(Pointing records)
╔══

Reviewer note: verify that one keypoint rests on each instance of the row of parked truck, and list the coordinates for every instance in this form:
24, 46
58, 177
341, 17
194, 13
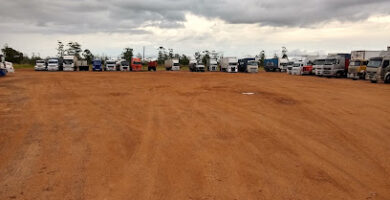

╚══

Copy every line of the items above word for word, leaving out the pictures.

[COMPLETE ANSWER]:
Reviewer note: verify that one keypoint rests on each instance of the row of parked truck, and list the coordinates for every instance in this form:
24, 46
58, 177
341, 17
194, 13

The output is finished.